■ Exercise instructions ■
The lines to copy are those in the records below that hold the word "each".

(Stored records)
****************************************

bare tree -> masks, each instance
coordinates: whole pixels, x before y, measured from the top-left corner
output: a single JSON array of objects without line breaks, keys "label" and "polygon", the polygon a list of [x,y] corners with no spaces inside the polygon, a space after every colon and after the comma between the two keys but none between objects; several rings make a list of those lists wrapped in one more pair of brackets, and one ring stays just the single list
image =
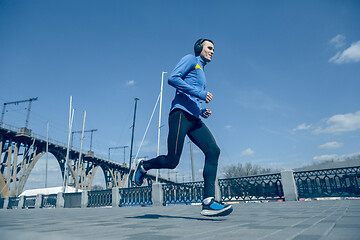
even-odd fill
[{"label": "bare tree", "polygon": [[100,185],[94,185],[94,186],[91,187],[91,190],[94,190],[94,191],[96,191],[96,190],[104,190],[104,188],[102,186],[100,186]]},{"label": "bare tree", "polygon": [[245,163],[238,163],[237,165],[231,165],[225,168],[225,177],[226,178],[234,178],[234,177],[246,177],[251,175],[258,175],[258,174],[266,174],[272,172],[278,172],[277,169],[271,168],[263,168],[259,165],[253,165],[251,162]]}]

****************************************

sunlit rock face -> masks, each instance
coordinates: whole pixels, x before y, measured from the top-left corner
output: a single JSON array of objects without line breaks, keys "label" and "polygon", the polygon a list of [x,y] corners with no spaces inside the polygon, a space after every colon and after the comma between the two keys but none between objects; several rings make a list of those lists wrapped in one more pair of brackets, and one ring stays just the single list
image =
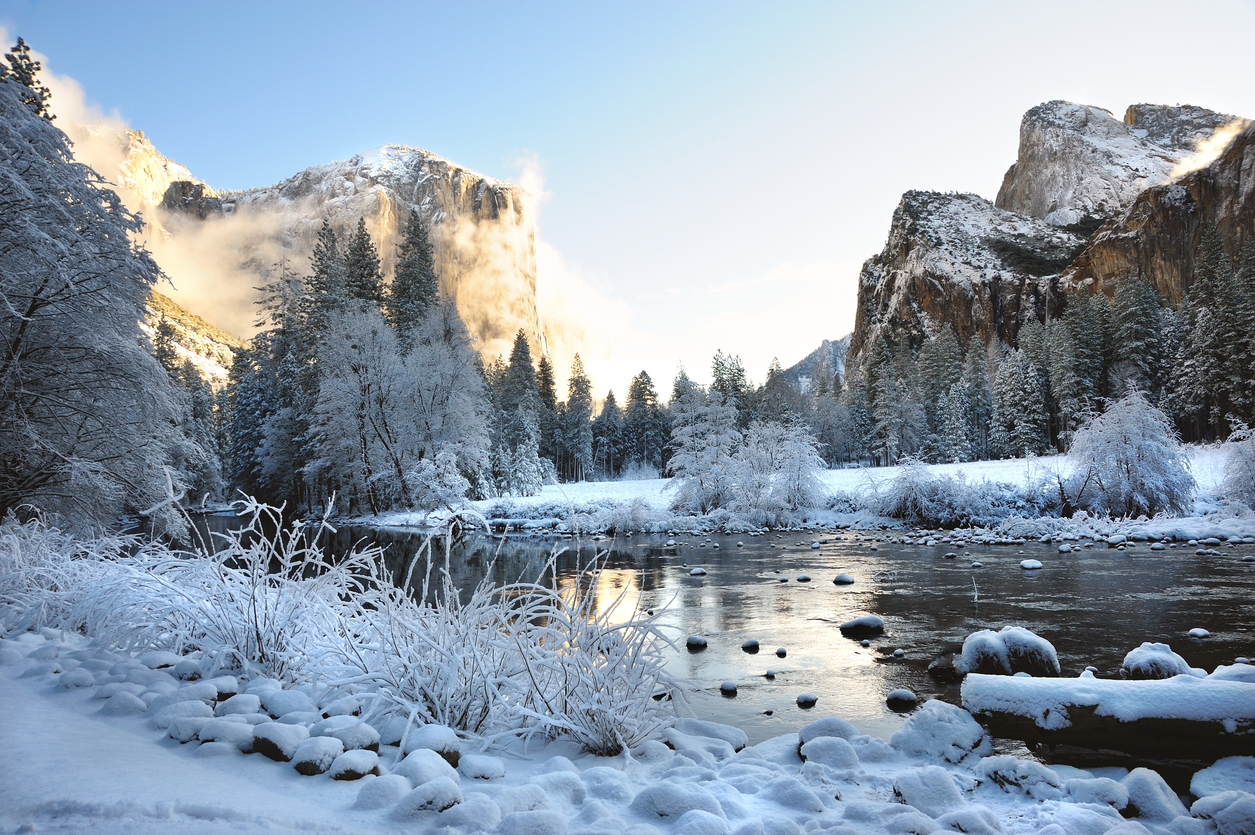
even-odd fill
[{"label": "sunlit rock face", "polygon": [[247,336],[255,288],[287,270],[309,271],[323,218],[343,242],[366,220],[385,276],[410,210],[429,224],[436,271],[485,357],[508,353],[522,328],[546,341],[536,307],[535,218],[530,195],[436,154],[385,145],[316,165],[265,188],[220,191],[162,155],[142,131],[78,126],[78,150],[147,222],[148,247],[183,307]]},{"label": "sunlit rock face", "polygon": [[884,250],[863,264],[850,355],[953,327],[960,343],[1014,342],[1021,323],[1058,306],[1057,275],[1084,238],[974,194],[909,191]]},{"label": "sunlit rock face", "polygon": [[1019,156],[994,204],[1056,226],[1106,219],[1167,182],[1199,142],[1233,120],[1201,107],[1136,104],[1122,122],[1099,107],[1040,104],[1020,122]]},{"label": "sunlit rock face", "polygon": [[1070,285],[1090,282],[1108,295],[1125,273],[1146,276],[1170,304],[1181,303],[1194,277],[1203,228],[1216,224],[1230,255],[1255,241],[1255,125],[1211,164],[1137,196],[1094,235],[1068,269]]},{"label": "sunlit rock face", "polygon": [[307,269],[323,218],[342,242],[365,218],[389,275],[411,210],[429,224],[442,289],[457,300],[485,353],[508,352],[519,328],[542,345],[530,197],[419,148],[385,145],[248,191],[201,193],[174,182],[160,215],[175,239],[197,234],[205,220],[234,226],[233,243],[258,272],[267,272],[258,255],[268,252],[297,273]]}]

****************************************

■ Solution to this task ■
bare tree -> masks, each instance
sunlit rock face -> masks, each instance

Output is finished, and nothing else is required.